**Problem details**: Copy each line of the data below that contains the string "road". Case counts, so leave out any line where it appears only with different capitalization.

==== Records for the exercise

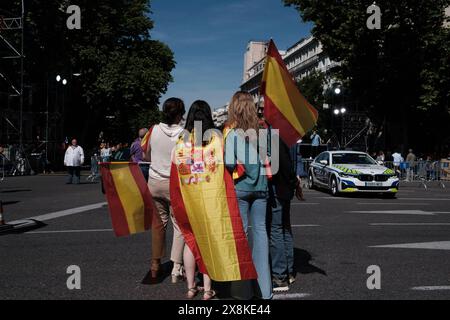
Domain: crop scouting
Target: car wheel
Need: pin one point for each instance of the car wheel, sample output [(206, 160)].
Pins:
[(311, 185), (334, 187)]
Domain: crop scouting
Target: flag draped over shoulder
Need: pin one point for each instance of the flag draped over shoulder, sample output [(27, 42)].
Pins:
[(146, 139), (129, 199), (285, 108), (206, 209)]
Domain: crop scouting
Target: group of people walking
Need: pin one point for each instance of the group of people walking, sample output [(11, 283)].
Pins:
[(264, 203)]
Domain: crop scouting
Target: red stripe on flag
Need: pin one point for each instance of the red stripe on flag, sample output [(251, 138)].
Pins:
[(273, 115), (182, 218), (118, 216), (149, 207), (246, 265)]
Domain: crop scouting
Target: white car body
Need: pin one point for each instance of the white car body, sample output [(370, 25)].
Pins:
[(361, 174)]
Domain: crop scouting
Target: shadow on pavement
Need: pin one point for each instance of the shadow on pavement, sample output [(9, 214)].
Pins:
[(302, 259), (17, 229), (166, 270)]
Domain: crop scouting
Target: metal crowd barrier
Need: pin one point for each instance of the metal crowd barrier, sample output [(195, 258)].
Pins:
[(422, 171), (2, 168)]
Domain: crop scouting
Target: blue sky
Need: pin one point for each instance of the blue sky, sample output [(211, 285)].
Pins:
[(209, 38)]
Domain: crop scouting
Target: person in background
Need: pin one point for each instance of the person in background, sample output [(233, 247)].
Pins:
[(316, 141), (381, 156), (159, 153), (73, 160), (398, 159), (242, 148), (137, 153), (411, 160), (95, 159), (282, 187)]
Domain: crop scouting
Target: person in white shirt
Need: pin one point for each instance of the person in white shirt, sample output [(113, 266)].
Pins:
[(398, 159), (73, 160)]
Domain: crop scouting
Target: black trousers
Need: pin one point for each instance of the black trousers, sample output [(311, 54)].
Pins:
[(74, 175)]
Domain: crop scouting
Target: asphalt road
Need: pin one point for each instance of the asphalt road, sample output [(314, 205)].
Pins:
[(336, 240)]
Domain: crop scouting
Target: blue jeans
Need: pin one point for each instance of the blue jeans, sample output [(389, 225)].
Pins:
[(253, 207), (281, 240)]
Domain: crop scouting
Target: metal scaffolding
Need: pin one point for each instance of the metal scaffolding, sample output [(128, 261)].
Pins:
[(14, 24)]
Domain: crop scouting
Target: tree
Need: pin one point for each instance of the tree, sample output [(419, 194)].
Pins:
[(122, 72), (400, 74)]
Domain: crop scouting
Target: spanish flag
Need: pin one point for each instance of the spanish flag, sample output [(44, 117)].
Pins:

========
==== Records for the exercise

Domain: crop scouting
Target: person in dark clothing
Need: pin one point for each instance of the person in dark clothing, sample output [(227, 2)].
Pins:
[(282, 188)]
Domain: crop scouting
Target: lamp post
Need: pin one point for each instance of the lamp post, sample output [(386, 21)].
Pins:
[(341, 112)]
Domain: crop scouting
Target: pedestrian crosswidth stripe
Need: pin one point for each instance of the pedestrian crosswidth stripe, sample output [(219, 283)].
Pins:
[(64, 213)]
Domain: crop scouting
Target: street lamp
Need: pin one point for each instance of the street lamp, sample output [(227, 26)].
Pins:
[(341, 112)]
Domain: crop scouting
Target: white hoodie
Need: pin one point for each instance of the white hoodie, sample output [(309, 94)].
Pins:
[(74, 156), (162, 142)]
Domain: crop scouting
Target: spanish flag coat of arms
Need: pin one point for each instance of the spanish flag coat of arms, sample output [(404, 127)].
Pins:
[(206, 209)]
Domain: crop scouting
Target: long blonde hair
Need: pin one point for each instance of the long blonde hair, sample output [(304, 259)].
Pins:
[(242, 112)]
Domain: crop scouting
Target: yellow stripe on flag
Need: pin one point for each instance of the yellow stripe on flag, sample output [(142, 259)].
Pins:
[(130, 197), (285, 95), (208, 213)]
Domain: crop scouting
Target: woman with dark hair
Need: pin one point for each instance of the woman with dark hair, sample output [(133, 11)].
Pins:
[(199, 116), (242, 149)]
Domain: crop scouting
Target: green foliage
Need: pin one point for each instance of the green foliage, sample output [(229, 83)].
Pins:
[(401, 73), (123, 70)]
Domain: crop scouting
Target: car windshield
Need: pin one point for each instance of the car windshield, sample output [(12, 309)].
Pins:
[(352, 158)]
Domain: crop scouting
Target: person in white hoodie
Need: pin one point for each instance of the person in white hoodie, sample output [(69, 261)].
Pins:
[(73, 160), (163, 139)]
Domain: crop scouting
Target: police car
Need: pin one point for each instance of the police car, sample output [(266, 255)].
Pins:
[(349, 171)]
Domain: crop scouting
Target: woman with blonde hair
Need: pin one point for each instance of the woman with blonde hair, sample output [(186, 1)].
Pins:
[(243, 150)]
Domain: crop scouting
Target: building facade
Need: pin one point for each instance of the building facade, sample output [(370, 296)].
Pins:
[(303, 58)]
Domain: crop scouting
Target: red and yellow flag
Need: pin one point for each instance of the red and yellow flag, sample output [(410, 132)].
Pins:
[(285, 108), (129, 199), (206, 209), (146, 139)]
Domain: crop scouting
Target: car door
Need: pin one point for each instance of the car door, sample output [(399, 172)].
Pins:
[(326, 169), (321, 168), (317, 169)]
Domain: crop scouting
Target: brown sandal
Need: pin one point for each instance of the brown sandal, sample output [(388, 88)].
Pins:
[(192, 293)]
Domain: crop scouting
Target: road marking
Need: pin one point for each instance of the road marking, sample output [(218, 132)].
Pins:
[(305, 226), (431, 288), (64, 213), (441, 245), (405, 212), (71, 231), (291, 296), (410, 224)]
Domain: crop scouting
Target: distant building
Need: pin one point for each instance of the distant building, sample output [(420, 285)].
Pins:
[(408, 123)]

========

**Task answer**:
Target: asphalt road
Need: pin one point for each instance of the asphalt road, sample output [(314, 205)].
Target: road marking
Need: pin one point for each instance of the road marking, sample output [(218, 132)].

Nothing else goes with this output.